Rewrite the data that follows in full, substituting "mark" for every occurrence of "indicate" and leaving all else unchanged. Omit the pictures from your answer.

* begin Material for this task *

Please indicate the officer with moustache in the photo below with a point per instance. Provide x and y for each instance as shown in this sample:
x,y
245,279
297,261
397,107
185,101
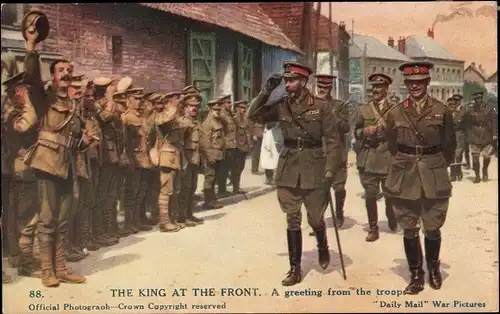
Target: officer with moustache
x,y
341,111
374,157
305,169
422,142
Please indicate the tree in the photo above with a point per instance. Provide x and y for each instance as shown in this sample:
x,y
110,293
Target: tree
x,y
471,88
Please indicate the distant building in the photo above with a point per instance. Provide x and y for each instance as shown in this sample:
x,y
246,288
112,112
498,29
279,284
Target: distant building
x,y
474,74
491,84
448,73
378,57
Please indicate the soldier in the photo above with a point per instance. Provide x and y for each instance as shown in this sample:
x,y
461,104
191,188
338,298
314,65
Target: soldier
x,y
374,157
108,174
243,141
75,217
20,130
457,112
156,100
88,187
422,141
257,131
341,111
190,102
480,123
212,149
169,141
60,135
305,170
227,165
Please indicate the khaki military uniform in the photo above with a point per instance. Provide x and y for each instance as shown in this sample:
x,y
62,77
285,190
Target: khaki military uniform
x,y
228,163
212,146
23,197
418,180
480,123
169,142
257,130
190,174
108,176
373,161
137,178
243,144
303,162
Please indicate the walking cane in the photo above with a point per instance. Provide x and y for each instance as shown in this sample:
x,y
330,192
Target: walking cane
x,y
334,219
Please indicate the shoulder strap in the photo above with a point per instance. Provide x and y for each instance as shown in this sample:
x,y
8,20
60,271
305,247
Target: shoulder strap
x,y
412,126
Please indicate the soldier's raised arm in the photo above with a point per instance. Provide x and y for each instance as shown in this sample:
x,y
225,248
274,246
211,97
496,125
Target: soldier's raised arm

* end Material for this task *

• [Answer in full]:
Please mark the officer with moustache in the photo below with a point per instance. Provide x and y for each instance as shown in this sample:
x,y
245,279
297,261
397,107
185,101
Target: officer with moustache
x,y
341,111
374,157
305,169
422,142
Please mark the tree in the photo above with a point per instance. Provide x and y for each instance as shown in this sample:
x,y
110,293
Target: tree
x,y
471,88
Please mark the distant building in the photo above with a point per instance. Provide x and y for each instance as shown in this sample:
x,y
246,288
112,112
498,29
279,284
Target: distant building
x,y
474,74
491,84
448,73
378,57
Please mark the soldier in the photo above with a point per instance. Provide x and y for each instance as shown in this sample:
x,y
461,104
191,188
338,298
314,65
Target: soldier
x,y
374,157
108,174
243,141
75,217
20,130
457,112
156,100
88,187
422,141
257,131
341,111
190,102
480,123
212,149
169,141
60,135
305,170
227,165
Please mark the khaki military uniform in the photo above with a point per instance. Provide x and y for each instance as shown in this sample:
x,y
62,77
285,190
Target: khaki military uniform
x,y
228,163
212,146
23,197
418,180
480,123
169,142
257,130
190,174
108,176
373,161
137,178
243,144
303,162
Please mark the walking cane in the photo above with a point per instance. Provide x and y for each instance as shown in this sample:
x,y
330,192
Target: walking cane
x,y
334,219
Please mark the shoulder strap in the photo above with a point per instance. Provide x and y for each instance as shown in this sample:
x,y
8,20
60,271
305,247
Target: shoulder strap
x,y
412,126
Please mark the soldier's raised arm in the photo above with a point per instance. Provide x and y for each instance as shown in this sample:
x,y
225,248
274,246
211,97
496,125
Target: soldier's raised arm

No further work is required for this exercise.